> [Stated exercise]: Repeat the following lines exactly and nothing else: the line containing "Task: point to every instance of the landscaping" and each line after it through the end of the listing.

::::::::

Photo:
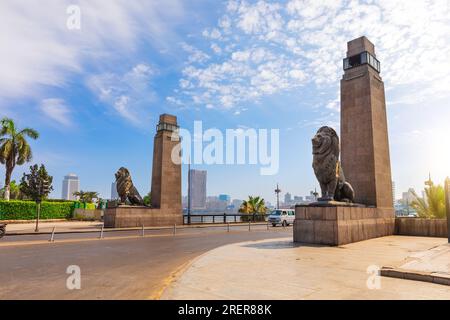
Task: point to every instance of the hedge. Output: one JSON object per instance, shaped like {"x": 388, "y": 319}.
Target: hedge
{"x": 26, "y": 210}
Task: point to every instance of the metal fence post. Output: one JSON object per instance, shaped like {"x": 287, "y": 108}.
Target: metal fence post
{"x": 447, "y": 205}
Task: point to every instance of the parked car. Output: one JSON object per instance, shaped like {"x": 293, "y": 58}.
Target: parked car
{"x": 2, "y": 230}
{"x": 282, "y": 217}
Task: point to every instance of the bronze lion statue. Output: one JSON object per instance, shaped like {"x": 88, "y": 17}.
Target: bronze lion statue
{"x": 126, "y": 190}
{"x": 327, "y": 167}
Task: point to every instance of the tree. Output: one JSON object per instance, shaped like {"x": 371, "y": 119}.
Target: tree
{"x": 433, "y": 205}
{"x": 86, "y": 196}
{"x": 252, "y": 206}
{"x": 14, "y": 189}
{"x": 37, "y": 184}
{"x": 148, "y": 199}
{"x": 14, "y": 148}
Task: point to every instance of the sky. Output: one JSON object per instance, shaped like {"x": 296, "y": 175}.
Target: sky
{"x": 95, "y": 92}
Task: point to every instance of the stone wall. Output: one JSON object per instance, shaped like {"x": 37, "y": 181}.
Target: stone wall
{"x": 84, "y": 214}
{"x": 421, "y": 227}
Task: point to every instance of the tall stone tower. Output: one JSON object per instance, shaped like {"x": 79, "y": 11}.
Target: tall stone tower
{"x": 166, "y": 174}
{"x": 364, "y": 132}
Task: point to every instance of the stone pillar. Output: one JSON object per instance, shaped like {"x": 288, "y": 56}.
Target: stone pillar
{"x": 166, "y": 174}
{"x": 364, "y": 132}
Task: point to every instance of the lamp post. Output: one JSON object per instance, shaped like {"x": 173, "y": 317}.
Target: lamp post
{"x": 189, "y": 192}
{"x": 278, "y": 191}
{"x": 447, "y": 205}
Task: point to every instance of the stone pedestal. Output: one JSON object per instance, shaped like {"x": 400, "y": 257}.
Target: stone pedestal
{"x": 339, "y": 224}
{"x": 129, "y": 217}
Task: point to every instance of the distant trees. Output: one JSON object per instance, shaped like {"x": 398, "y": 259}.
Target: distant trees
{"x": 14, "y": 191}
{"x": 14, "y": 149}
{"x": 37, "y": 184}
{"x": 432, "y": 206}
{"x": 254, "y": 206}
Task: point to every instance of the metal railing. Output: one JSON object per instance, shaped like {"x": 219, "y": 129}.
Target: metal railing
{"x": 203, "y": 218}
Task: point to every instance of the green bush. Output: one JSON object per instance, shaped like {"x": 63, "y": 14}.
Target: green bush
{"x": 26, "y": 210}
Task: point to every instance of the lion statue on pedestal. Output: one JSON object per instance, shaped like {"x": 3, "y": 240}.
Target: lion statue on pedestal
{"x": 328, "y": 169}
{"x": 126, "y": 189}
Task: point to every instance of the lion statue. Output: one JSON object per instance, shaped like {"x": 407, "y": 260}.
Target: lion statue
{"x": 327, "y": 167}
{"x": 126, "y": 189}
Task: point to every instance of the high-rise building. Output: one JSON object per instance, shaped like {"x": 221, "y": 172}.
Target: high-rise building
{"x": 408, "y": 197}
{"x": 393, "y": 193}
{"x": 287, "y": 198}
{"x": 71, "y": 184}
{"x": 197, "y": 189}
{"x": 114, "y": 194}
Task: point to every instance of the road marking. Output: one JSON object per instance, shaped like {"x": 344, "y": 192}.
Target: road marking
{"x": 167, "y": 281}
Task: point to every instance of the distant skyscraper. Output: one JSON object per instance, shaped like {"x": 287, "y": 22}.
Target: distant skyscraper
{"x": 71, "y": 184}
{"x": 197, "y": 189}
{"x": 114, "y": 194}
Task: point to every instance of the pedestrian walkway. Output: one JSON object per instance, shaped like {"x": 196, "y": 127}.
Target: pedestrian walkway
{"x": 280, "y": 269}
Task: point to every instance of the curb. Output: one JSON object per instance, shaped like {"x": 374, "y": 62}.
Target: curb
{"x": 432, "y": 277}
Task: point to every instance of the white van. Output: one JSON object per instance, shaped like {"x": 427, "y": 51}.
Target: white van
{"x": 283, "y": 217}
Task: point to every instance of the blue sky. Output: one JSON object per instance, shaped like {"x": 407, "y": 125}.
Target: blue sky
{"x": 95, "y": 94}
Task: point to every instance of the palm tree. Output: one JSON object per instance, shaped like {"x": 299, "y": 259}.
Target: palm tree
{"x": 254, "y": 205}
{"x": 14, "y": 148}
{"x": 433, "y": 205}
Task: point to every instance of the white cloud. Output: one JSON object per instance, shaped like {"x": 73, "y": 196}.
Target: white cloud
{"x": 128, "y": 94}
{"x": 57, "y": 110}
{"x": 273, "y": 47}
{"x": 38, "y": 51}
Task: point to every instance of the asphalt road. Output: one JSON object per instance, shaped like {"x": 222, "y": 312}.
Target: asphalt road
{"x": 121, "y": 266}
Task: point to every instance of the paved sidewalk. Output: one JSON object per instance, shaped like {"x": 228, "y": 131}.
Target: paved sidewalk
{"x": 94, "y": 226}
{"x": 280, "y": 269}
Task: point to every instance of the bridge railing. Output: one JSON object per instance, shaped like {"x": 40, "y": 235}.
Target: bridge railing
{"x": 224, "y": 218}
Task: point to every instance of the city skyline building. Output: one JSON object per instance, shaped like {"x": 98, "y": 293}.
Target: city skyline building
{"x": 70, "y": 185}
{"x": 114, "y": 194}
{"x": 197, "y": 189}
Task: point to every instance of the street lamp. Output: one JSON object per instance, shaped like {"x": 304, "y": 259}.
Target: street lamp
{"x": 278, "y": 191}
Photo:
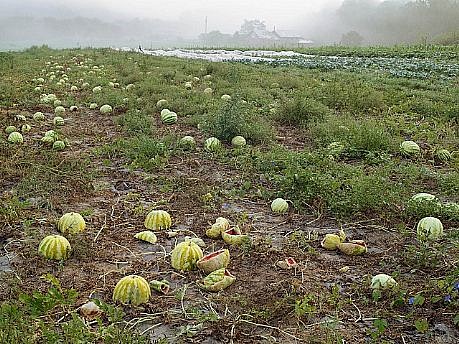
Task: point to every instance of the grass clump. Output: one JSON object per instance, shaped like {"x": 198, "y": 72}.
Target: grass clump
{"x": 33, "y": 319}
{"x": 234, "y": 118}
{"x": 302, "y": 111}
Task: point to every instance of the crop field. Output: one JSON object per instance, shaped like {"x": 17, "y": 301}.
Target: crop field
{"x": 361, "y": 156}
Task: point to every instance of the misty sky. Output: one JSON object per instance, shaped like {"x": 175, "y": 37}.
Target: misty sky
{"x": 223, "y": 15}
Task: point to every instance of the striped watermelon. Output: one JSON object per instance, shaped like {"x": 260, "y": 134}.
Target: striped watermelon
{"x": 185, "y": 255}
{"x": 158, "y": 219}
{"x": 72, "y": 223}
{"x": 132, "y": 289}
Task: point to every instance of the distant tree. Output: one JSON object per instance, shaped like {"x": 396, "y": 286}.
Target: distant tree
{"x": 351, "y": 38}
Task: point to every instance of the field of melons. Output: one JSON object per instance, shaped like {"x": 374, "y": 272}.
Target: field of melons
{"x": 162, "y": 200}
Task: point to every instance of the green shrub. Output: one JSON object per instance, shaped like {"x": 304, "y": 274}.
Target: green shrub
{"x": 235, "y": 118}
{"x": 301, "y": 111}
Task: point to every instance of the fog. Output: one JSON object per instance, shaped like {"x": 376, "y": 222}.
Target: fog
{"x": 191, "y": 23}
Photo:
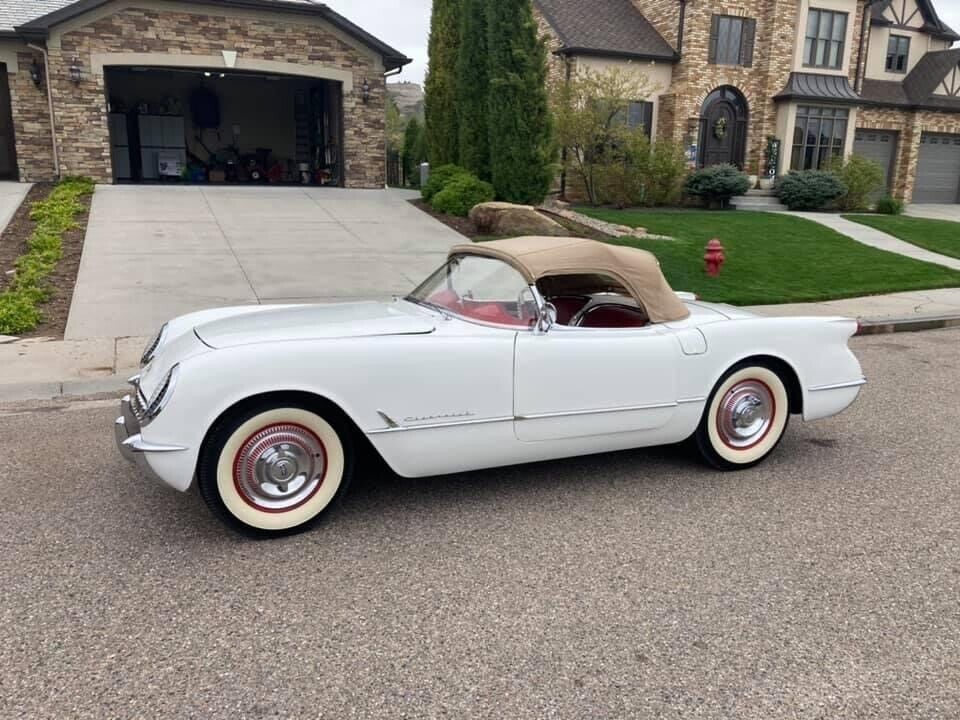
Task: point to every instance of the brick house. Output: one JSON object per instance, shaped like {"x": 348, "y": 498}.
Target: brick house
{"x": 824, "y": 77}
{"x": 141, "y": 90}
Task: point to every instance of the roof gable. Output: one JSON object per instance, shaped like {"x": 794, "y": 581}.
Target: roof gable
{"x": 605, "y": 27}
{"x": 903, "y": 13}
{"x": 38, "y": 16}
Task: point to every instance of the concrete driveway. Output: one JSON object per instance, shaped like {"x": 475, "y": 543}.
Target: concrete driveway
{"x": 152, "y": 253}
{"x": 935, "y": 212}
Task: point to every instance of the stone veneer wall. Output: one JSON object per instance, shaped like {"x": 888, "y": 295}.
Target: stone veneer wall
{"x": 31, "y": 124}
{"x": 694, "y": 78}
{"x": 910, "y": 125}
{"x": 81, "y": 112}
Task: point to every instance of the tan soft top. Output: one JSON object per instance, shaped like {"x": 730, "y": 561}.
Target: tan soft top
{"x": 637, "y": 270}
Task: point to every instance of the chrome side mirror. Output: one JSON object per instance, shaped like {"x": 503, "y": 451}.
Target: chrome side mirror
{"x": 548, "y": 317}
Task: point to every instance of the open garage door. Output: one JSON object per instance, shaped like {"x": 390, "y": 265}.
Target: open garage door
{"x": 938, "y": 169}
{"x": 211, "y": 126}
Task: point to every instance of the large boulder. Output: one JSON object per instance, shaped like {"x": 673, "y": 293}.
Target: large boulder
{"x": 513, "y": 220}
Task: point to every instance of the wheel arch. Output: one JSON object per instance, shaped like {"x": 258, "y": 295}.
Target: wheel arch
{"x": 783, "y": 369}
{"x": 302, "y": 398}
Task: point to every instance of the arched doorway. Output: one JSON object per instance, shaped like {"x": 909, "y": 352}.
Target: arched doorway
{"x": 723, "y": 127}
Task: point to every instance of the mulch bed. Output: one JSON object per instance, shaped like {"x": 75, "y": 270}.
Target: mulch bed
{"x": 13, "y": 244}
{"x": 465, "y": 227}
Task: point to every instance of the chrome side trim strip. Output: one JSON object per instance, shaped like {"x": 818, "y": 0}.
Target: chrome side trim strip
{"x": 437, "y": 426}
{"x": 838, "y": 386}
{"x": 136, "y": 444}
{"x": 602, "y": 411}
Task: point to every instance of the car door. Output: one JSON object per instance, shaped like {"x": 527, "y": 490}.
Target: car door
{"x": 578, "y": 382}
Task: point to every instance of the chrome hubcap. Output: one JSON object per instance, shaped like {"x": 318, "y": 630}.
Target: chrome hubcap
{"x": 280, "y": 468}
{"x": 745, "y": 414}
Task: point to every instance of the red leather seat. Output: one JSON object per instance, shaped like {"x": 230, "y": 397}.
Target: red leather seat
{"x": 614, "y": 316}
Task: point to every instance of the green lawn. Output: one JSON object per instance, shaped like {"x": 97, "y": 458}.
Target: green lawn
{"x": 940, "y": 236}
{"x": 772, "y": 258}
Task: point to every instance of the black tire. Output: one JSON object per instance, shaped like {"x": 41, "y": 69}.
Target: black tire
{"x": 295, "y": 464}
{"x": 723, "y": 438}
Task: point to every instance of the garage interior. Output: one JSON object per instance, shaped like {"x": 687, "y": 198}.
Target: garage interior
{"x": 175, "y": 125}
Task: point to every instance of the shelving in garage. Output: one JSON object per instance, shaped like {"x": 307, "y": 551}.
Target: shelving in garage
{"x": 249, "y": 127}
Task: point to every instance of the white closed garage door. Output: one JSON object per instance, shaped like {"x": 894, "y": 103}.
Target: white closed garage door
{"x": 938, "y": 170}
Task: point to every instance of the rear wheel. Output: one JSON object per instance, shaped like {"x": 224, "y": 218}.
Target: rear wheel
{"x": 275, "y": 470}
{"x": 746, "y": 417}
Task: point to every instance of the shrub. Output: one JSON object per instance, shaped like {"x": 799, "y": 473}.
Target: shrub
{"x": 809, "y": 189}
{"x": 666, "y": 172}
{"x": 718, "y": 183}
{"x": 461, "y": 194}
{"x": 440, "y": 178}
{"x": 889, "y": 206}
{"x": 862, "y": 177}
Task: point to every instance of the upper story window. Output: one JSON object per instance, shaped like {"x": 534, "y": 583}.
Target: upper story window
{"x": 731, "y": 40}
{"x": 826, "y": 32}
{"x": 898, "y": 51}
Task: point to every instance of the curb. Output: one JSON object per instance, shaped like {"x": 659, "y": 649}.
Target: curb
{"x": 882, "y": 327}
{"x": 118, "y": 383}
{"x": 64, "y": 390}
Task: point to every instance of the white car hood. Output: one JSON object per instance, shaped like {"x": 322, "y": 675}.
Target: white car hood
{"x": 311, "y": 322}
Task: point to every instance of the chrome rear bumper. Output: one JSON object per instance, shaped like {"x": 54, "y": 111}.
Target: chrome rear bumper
{"x": 130, "y": 442}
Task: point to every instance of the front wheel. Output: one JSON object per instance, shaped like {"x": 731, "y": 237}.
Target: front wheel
{"x": 274, "y": 470}
{"x": 745, "y": 419}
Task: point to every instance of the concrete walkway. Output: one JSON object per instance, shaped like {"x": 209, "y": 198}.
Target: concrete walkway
{"x": 12, "y": 195}
{"x": 880, "y": 240}
{"x": 155, "y": 252}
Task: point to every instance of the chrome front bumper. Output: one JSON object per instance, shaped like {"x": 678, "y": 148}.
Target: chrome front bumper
{"x": 130, "y": 442}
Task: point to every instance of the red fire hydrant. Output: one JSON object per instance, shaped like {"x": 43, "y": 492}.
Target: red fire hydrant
{"x": 714, "y": 258}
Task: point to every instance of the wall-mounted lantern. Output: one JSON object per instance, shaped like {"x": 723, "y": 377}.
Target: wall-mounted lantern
{"x": 36, "y": 73}
{"x": 76, "y": 72}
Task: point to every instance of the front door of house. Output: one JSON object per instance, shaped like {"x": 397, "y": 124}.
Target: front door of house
{"x": 723, "y": 125}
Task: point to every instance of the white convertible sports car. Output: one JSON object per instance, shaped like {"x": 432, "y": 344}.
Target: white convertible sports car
{"x": 514, "y": 351}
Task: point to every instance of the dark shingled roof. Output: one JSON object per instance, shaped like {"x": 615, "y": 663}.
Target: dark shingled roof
{"x": 917, "y": 89}
{"x": 35, "y": 17}
{"x": 605, "y": 27}
{"x": 931, "y": 21}
{"x": 822, "y": 88}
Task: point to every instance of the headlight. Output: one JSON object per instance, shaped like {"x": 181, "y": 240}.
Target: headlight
{"x": 161, "y": 396}
{"x": 150, "y": 352}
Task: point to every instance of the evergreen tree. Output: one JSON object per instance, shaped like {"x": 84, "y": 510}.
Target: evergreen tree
{"x": 473, "y": 89}
{"x": 412, "y": 151}
{"x": 441, "y": 91}
{"x": 518, "y": 111}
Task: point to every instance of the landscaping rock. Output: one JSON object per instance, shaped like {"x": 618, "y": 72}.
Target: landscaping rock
{"x": 498, "y": 218}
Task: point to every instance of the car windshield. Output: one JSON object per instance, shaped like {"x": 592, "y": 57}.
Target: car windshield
{"x": 479, "y": 288}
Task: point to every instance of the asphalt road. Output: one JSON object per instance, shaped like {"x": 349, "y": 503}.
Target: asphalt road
{"x": 825, "y": 584}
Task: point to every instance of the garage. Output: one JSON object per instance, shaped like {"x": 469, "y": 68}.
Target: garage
{"x": 879, "y": 146}
{"x": 180, "y": 125}
{"x": 938, "y": 169}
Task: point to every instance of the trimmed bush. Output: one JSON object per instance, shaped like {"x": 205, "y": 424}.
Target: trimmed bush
{"x": 889, "y": 206}
{"x": 439, "y": 178}
{"x": 718, "y": 183}
{"x": 462, "y": 194}
{"x": 862, "y": 177}
{"x": 809, "y": 189}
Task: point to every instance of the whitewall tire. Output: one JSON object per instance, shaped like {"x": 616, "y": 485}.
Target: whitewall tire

::::::::

> [Complete response]:
Task: point to every instance of the landscaping rock. Output: one JSON object per instance, shaped like {"x": 618, "y": 72}.
Target: landscaping rock
{"x": 498, "y": 218}
Task: point to every instance of the car windshield. Output: one JSON object per instance, shaped like {"x": 592, "y": 57}.
Target: car windshield
{"x": 479, "y": 288}
Task: point to every instance of the asphalt road. Output: one JSON object per instance, shaped like {"x": 349, "y": 503}.
Target: asphalt road
{"x": 825, "y": 584}
Task: point to every instance of the garage. Output: one JSON object per instance, shaped like {"x": 469, "y": 68}.
Target: garage
{"x": 879, "y": 146}
{"x": 180, "y": 125}
{"x": 938, "y": 169}
Task: point to every instance of the trimmed bush. Output: one JSON object per instance, shaped like {"x": 205, "y": 424}.
Target: trimmed bush
{"x": 889, "y": 206}
{"x": 439, "y": 178}
{"x": 718, "y": 183}
{"x": 462, "y": 194}
{"x": 862, "y": 177}
{"x": 809, "y": 189}
Task: point to every instance of the whitewall tire. Output: one JSON object per instance, shaped like {"x": 616, "y": 485}.
Target: whitewall tire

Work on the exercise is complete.